**What you should do:** Set down the records below verbatim, line for line and in full, omitting the pictures.

[Spatial annotation records]
--- START ---
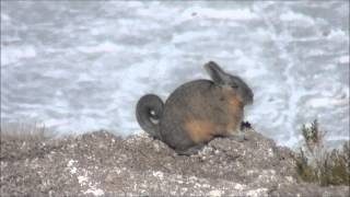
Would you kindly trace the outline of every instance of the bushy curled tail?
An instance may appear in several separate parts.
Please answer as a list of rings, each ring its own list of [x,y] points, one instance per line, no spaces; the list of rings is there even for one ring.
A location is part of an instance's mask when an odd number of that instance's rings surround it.
[[[142,96],[136,107],[136,117],[141,128],[160,140],[162,140],[160,119],[162,117],[163,107],[163,101],[154,94]]]

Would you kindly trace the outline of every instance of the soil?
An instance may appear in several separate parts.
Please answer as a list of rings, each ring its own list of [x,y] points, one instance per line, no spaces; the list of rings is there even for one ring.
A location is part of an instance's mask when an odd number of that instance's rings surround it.
[[[145,134],[1,141],[1,196],[349,196],[298,178],[294,153],[255,132],[177,155]]]

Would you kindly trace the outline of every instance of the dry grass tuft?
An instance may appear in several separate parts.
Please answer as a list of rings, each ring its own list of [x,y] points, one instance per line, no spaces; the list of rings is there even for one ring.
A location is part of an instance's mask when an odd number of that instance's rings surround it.
[[[45,125],[23,123],[1,123],[1,141],[45,141],[51,139],[56,134],[46,128]]]
[[[303,125],[302,135],[304,144],[295,158],[300,177],[322,186],[350,185],[350,142],[345,142],[341,149],[327,150],[325,132],[317,120],[310,127]]]

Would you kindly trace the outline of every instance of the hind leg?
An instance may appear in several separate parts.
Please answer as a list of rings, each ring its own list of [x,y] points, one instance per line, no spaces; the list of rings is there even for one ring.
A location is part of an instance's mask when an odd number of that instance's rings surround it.
[[[191,154],[197,154],[198,151],[200,151],[203,147],[205,147],[205,143],[199,143],[186,150],[175,150],[175,151],[179,155],[191,155]]]

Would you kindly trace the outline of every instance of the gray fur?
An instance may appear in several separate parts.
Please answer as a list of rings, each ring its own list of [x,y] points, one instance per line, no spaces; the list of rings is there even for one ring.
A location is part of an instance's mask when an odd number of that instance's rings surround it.
[[[243,107],[253,103],[253,91],[240,77],[224,72],[213,61],[206,63],[205,69],[212,81],[187,82],[177,88],[165,104],[159,96],[148,94],[137,105],[141,128],[179,154],[197,152],[215,136],[240,136]],[[195,126],[189,127],[192,123]],[[197,123],[205,123],[205,127],[200,124],[197,127]]]

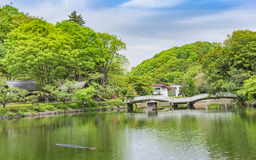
--- END ---
**The output:**
Would you kindly trace the outline of every instance of the bushy curled tail?
An instance may appear in several separate parts.
Please answer as a list of rings, each ring its own list of [x,y] points, one instance per line, no spaces; the list of rings is there even for one ring.
A location is part of an instance's mask when an odd number of that instance's rings surround it.
[[[142,96],[136,107],[136,117],[141,128],[160,140],[162,140],[160,119],[162,117],[163,107],[163,101],[154,94]]]

Would you kindly trace the outline of every instance of the soil?
An instance may appear in several separate parts.
Please answer as a list of rings, each ring its own list of [x,y] points, one instance per line, no spaces; the list of rings is there even for one ring.
A location is part of an instance's mask when an odd number of that instance's rings surround it.
[[[145,134],[1,141],[1,196],[349,196],[298,178],[294,153],[255,132],[177,155]]]

Would you kindly trace the outline of every instance of the dry grass tuft?
An instance may appear in several separate parts.
Please answer as a list of rings, each ring its own list of [x,y] points, one instance per line, no spaces; the list of rings is there even for one ring.
A location is part of an instance's mask when an odd number of that instance's rings surround it.
[[[45,125],[23,123],[1,123],[1,141],[45,141],[51,139],[56,134],[46,128]]]
[[[303,125],[302,135],[304,144],[295,158],[300,177],[322,186],[350,185],[350,142],[345,142],[341,149],[327,150],[325,132],[317,120],[310,127]]]

Would you kindly trace the outline of every instance of the hind leg?
An instance may appear in several separate parts.
Please answer as a list of rings, each ring its own list of [x,y] points, one instance per line, no spaces; the list of rings is there even for one ring.
A location is part of an instance's mask when an odd number of that instance's rings surround it.
[[[191,154],[197,154],[198,151],[200,151],[203,147],[205,147],[205,143],[199,143],[186,150],[175,150],[175,151],[179,155],[191,155]]]

Would you kindly trace the outline of every instance of the gray fur?
An instance may appear in several separate parts.
Please answer as a list of rings, each ring its own list of [x,y] points, one instance per line, no spaces; the list of rings is there even for one ring.
A location is part of an instance's mask when an odd number of that instance's rings surround it.
[[[243,107],[253,103],[253,91],[240,77],[224,72],[213,61],[206,63],[205,69],[212,81],[187,82],[177,88],[165,104],[159,96],[148,94],[137,105],[141,128],[179,154],[197,152],[215,136],[240,136]],[[195,126],[189,127],[192,123]],[[197,123],[205,123],[205,127],[200,124],[197,127]]]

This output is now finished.